◆ **GESTELLTE AUFGABE 1**
Geben Sie aus den Einträgen die Zeilen von der Zeile mit "If it's not too much trouble, could you box the knee" bis zur Zeile mit "[148,107,211,146]", beide eingeschlossen, als JSON-Liste von Zeichenketten aus. Jede Zeile wird dabei zu einer Zeichenkette, Leerzeilen entfallen.

◆ **LESETEXT**
######

Nun bin ich mir am überlegen ob ich einen PT100 nehme und diese mit einem Spannungsteiler vor der SPS betreibe. Aber ich weis einfach nicht wie genau ich werde.
Ich hab auch schin gedacht das ich einfach einen Offset programmiere also wen der PT100 25 Grad misst es ist aber 26 dan 1Grad offset jedoch ist das ja dan Linear und die Messung ist ja nicht linear... Würde das gehen?

Habt ihr das schon mal was gemacht oder könnt ihr mir einen Typ geben wis genau wird.
Bin über jeden anstupser froh.

Mit Freundlichem Gruss

Simon


----------



## Sockenralf (20 März 2010)

Hallo,

wenn du bei 8m 0,5mm² eine zu große Ungenauigkeit hast, dann liegt das m. M. nach nicht an der Entfernung oder am Querschnitt.

Schon mal den Leitungswiderstand berechnet und mit dem Widerstand des Fühlers verglichen?

Wie hast du denn den AI skaliert, was kann deine Baugruppe?
Ich würde eher DA den Fehler vermuten



MfG


----------



## Speedo (20 März 2010)

Also hab bis jetzt ja nur einen NTC an der Steuerung und mit dem ist nicht so gut.

Daher meine ich ob ein 2 Aderiger Pt100 Ohne Messumformer mein gewünschtes ziel bringt also die genauigkeit?

Sorry wen es zu wenig angaben sind.

Gruss simon


----------



## Sockenralf (20 März 2010)

Hallo,

einen (wie auch immer aussehenden) Temperaturfühler an einen 0-10V Eingang wird irgendwie nicht funktionieren.

Dein Fühler liefert einen Widerstandswert, dein Eingang erwartet aber eine Spannung 


MfG


----------



## Matze001 (20 März 2010)

Es gibt extra PT100 / PT1000 Eingänge für die Wago... vielleicht wäre das etwas für dich!

MfG

Marcel


----------



## Zottel (21 März 2010)

Sockenralf schrieb:


> Hallo,
> 
> einen (wie auch immer aussehenden) Temperaturfühler an einen 0-10V Eingang wird irgendwie nicht funktionieren.
> 
> ...


Schon richtig. Da es nach Heimanwendung aussieht, also der 0-10V Eingang vielleicht schon da ist, der PTxx-Eingang gekauft werden müßte:
Prinzipiell kann der Widerstand gemessen werden, indem durch den Widerstand ein konstanter Strom geschickt wird. 100mA*100Ohm=10V.
Ungünstig:100mA heizen den PT100 schon auf.
Besser PT1000: 10mA*1000Ohm gibt auch 10V.
Woher eine Konstantstromquelle nehmen? 
- Entweder selber bauen. Schaltungen finden sich sicher im Internet.
- Oder eine nicht so konstante Stromquelle nehmen, denselben Strom durch einen genau bekannten Widerstand schicken und den Spannungsabfall daran messen.

######

Einträge des Datensatzes:
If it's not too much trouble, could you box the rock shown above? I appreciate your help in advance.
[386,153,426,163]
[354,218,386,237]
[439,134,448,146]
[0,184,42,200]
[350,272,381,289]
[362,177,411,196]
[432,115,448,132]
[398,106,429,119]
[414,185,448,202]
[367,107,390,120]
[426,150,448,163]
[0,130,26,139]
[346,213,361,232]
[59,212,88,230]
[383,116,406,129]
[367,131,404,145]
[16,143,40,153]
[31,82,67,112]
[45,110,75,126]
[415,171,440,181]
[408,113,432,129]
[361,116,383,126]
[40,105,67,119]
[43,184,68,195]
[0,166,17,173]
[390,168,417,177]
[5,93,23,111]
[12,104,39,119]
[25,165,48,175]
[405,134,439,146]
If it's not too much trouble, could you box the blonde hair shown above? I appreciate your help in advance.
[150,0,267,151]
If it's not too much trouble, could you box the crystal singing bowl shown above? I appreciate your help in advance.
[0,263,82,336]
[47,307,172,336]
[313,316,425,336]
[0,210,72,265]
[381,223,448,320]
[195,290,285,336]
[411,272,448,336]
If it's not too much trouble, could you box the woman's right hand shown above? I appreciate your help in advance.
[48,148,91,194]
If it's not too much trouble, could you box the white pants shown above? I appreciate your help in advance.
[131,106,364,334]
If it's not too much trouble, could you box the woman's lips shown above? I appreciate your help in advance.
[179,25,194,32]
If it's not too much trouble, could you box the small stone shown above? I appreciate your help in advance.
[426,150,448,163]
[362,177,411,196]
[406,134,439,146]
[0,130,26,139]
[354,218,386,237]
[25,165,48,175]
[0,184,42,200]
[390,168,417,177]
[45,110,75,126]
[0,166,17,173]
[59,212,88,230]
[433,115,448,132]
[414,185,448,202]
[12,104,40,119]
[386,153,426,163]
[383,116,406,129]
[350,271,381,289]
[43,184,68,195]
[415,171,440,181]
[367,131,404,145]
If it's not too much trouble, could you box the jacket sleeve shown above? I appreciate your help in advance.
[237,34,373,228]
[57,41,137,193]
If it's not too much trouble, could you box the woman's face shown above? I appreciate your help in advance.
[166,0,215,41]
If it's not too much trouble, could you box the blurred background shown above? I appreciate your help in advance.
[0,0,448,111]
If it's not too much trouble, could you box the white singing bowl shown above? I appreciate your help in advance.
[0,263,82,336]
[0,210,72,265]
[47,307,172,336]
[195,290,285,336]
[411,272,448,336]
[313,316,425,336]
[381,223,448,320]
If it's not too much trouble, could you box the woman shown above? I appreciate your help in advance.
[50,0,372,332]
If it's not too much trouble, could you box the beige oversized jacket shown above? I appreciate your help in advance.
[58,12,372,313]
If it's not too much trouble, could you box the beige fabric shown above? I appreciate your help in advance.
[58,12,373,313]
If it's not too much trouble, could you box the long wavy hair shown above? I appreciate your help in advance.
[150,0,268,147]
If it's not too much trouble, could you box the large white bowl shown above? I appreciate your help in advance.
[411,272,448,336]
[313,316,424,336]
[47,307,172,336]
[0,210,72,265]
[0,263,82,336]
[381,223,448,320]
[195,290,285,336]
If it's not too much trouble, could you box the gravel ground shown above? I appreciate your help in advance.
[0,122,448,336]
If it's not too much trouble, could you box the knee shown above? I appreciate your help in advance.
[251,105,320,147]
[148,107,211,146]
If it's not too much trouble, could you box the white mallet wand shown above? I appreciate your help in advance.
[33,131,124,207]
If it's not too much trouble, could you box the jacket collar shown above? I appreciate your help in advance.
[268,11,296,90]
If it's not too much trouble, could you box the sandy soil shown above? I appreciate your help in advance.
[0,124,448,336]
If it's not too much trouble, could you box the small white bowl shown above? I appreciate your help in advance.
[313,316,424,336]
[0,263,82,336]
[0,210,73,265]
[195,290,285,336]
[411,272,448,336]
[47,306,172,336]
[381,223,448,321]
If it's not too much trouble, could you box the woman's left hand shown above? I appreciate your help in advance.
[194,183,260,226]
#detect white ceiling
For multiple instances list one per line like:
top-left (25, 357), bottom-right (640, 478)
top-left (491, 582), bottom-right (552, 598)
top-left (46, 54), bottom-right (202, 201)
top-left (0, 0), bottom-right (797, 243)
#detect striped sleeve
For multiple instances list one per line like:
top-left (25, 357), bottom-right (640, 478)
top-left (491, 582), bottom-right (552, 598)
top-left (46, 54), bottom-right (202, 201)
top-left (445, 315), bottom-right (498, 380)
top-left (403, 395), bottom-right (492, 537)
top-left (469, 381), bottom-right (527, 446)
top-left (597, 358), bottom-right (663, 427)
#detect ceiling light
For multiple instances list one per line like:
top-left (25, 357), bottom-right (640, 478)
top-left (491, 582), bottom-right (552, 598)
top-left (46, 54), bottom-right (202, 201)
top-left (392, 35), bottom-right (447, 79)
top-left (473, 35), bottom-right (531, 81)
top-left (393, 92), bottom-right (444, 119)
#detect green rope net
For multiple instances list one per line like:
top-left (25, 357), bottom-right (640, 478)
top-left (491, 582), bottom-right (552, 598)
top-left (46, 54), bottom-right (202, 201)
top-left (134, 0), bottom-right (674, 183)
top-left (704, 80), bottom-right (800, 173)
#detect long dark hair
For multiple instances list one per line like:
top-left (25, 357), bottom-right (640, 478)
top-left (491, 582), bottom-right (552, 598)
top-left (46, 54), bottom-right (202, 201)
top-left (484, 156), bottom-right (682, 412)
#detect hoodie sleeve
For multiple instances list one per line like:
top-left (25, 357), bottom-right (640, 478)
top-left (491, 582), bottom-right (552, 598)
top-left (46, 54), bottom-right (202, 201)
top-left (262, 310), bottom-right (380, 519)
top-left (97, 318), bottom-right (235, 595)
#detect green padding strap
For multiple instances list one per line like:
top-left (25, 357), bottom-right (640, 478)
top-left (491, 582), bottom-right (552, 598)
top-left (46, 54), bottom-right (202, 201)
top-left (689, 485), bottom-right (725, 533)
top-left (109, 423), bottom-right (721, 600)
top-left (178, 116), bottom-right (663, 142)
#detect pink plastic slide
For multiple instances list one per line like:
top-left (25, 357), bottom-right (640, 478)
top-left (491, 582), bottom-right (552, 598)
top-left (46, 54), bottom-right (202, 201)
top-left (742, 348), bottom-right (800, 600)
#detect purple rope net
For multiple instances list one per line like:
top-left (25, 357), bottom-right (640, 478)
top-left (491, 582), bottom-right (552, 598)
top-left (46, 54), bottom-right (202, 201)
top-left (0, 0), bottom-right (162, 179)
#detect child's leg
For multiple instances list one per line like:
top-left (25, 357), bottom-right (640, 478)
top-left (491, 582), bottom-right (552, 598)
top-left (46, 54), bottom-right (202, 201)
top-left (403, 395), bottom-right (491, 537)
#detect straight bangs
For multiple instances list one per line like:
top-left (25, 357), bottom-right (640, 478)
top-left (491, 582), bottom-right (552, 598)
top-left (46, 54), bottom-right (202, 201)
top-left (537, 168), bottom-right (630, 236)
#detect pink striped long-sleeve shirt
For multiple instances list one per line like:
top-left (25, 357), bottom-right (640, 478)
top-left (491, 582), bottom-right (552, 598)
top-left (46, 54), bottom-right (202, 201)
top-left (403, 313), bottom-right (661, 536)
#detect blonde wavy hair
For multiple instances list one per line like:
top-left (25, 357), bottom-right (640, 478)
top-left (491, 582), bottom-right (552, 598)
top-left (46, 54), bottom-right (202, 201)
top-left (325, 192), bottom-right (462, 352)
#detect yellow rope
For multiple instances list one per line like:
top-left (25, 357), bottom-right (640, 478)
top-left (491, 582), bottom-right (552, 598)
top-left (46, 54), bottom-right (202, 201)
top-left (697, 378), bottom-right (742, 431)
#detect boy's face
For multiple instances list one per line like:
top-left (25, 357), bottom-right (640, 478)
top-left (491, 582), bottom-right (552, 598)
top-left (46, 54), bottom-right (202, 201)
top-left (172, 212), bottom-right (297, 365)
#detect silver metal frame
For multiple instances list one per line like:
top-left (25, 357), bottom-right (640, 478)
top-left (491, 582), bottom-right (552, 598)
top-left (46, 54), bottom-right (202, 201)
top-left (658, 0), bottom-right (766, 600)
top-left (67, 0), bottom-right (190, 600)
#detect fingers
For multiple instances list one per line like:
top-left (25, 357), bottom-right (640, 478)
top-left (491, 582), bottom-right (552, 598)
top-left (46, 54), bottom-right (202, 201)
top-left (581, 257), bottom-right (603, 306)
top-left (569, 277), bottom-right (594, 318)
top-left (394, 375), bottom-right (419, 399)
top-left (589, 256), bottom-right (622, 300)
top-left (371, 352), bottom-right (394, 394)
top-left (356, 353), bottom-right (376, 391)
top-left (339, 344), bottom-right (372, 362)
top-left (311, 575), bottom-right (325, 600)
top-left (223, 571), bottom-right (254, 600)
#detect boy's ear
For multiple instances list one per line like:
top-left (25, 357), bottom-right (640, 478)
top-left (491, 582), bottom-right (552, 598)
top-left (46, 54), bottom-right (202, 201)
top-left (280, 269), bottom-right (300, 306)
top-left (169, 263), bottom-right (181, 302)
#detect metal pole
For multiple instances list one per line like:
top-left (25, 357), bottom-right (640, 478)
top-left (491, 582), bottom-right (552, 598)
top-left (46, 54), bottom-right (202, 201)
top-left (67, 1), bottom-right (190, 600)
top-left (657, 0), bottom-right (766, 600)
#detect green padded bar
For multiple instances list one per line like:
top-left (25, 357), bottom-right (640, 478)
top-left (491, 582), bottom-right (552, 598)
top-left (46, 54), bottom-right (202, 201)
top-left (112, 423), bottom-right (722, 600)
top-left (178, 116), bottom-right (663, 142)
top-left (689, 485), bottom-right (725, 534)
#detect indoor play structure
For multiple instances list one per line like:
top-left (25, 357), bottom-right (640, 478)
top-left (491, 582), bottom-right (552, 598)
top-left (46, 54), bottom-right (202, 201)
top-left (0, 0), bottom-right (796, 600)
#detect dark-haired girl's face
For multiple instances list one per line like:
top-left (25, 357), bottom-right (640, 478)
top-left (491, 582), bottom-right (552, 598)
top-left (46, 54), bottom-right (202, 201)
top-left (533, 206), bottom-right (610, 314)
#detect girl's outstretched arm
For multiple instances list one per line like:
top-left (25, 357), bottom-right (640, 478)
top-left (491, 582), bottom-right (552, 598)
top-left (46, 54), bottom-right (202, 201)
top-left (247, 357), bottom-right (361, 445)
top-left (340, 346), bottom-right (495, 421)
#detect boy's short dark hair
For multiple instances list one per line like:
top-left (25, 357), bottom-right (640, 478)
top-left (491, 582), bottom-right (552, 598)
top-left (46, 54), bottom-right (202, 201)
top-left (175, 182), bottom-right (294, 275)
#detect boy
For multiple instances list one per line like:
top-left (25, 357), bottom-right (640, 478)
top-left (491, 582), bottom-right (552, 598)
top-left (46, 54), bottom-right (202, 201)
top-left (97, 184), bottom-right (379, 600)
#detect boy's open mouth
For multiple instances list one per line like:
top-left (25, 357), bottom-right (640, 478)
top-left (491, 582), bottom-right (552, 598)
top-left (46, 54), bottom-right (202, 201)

######

◆ **GESTELLTE AUFGABE 2**
Beantworten Sie zum Lesetext über die Temperaturmessung folgende Fragen:
(a) Welche Leitungslänge und welchen Querschnitt nennt Sockenralf in seinem ersten Beitrag?
(b) Welchen Fühler hat Speedo nach eigener Aussage bisher an der Steuerung?
(c) Welcher Strom ergibt laut Zottel bei einem PT1000 ebenfalls 10 V?

◆ **VOLLSTÄNDIGE ANTWORT 1**
[
  "If it's not too much trouble, could you box the knee shown above? I appreciate your help in advance.",
  "[251,105,320,147]",
  "[148,107,211,146]"
]

◆ **VOLLSTÄNDIGE ANTWORT 2**
(a) 8 m und 0,5 mm²
(b) Einen NTC
(c) 10 mA